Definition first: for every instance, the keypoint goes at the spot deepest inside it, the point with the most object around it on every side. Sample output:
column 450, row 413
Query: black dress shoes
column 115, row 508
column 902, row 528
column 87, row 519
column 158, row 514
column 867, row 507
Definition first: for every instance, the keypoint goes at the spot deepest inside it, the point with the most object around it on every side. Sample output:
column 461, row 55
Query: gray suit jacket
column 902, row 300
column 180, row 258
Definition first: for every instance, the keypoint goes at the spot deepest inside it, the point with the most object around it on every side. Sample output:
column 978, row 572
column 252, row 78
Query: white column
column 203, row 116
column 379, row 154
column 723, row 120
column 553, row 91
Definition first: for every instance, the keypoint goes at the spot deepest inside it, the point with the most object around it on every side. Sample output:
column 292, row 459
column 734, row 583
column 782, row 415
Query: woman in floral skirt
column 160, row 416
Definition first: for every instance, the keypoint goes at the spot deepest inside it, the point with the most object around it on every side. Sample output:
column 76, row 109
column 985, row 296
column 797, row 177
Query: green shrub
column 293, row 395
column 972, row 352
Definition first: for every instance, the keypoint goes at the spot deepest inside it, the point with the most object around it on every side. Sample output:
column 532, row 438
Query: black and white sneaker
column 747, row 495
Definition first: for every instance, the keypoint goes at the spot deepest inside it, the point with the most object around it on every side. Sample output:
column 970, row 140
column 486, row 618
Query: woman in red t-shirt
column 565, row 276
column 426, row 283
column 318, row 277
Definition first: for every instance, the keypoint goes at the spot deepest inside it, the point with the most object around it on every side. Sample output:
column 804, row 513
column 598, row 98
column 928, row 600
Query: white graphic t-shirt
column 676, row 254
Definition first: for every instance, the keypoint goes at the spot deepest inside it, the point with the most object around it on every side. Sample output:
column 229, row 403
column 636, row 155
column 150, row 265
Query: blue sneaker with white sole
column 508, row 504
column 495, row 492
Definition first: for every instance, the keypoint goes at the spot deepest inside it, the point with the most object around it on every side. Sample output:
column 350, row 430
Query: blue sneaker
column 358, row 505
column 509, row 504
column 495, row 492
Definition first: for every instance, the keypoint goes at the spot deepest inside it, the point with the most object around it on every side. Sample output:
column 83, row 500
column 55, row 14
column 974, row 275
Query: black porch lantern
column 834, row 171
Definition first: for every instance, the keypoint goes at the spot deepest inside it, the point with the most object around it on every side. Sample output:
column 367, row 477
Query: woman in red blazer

::::::::

• **Objective**: Copy every one of the lines above word for word, with nothing added, dropped, or changed.

• **Worked answer**:
Definition first: for every instance, the keypoint goes at the spot deepest inside it, the point with the most object around it on every side. Sample output:
column 450, row 413
Query: black dress shoes
column 115, row 508
column 902, row 528
column 87, row 519
column 158, row 514
column 867, row 507
Definition first: for every instance, the keypoint goes at the spot deepest inside it, the point with the most object around it on every side. Sample output:
column 461, row 55
Query: gray suit jacket
column 902, row 300
column 180, row 258
Definition first: for every instance, the keypoint goes at the spot deepest inside it, the point with the most object around it on every side. Sample output:
column 978, row 572
column 252, row 78
Query: white column
column 203, row 116
column 379, row 154
column 723, row 120
column 553, row 91
Definition first: for every instance, the keypoint goes at the spot deepest inside it, the point with the most object around it on every side. Sample output:
column 292, row 459
column 734, row 583
column 782, row 415
Query: woman in floral skirt
column 160, row 416
Definition first: for every instance, the keypoint goes at the spot deepest inside it, the point with the most object around it on every side. Sample output:
column 76, row 109
column 985, row 296
column 797, row 177
Query: green shrub
column 293, row 395
column 972, row 352
Definition first: for every instance, the keypoint goes at the spot deepest inside it, the point with the most object around it on every side. Sample output:
column 532, row 438
Query: black and white sneaker
column 747, row 495
Definition first: for every instance, the keypoint goes at the spot deepest inside it, the point with the most object around it on every side. Sample output:
column 970, row 140
column 486, row 618
Query: woman in red t-shirt
column 565, row 276
column 426, row 283
column 318, row 277
Definition first: for every instance, the keypoint goes at the spot deepest inside it, the point with the most object around it on every side. Sample output:
column 804, row 513
column 598, row 98
column 928, row 600
Query: white graphic t-shirt
column 676, row 254
Definition first: for every instance, the keypoint goes at the spot deepest inside it, the point with the most object around it on every side. Sample output:
column 229, row 403
column 636, row 155
column 150, row 265
Query: blue sneaker with white sole
column 508, row 504
column 495, row 492
Definition first: for every instance, the keypoint goes at the spot deepest inside it, the point with the most object around it on every side. Sample output:
column 350, row 430
Query: blue sneaker
column 358, row 505
column 509, row 504
column 495, row 492
Definition first: for every instance, the keypoint goes at the spot deepest inside it, the point with the most object around it on every side. Sample output:
column 83, row 500
column 55, row 14
column 974, row 275
Query: black porch lantern
column 834, row 171
Definition first: for every instance, the keypoint goes at the spot deepest inside it, the point with the most object around it on every side. Sample output:
column 367, row 477
Query: woman in red blazer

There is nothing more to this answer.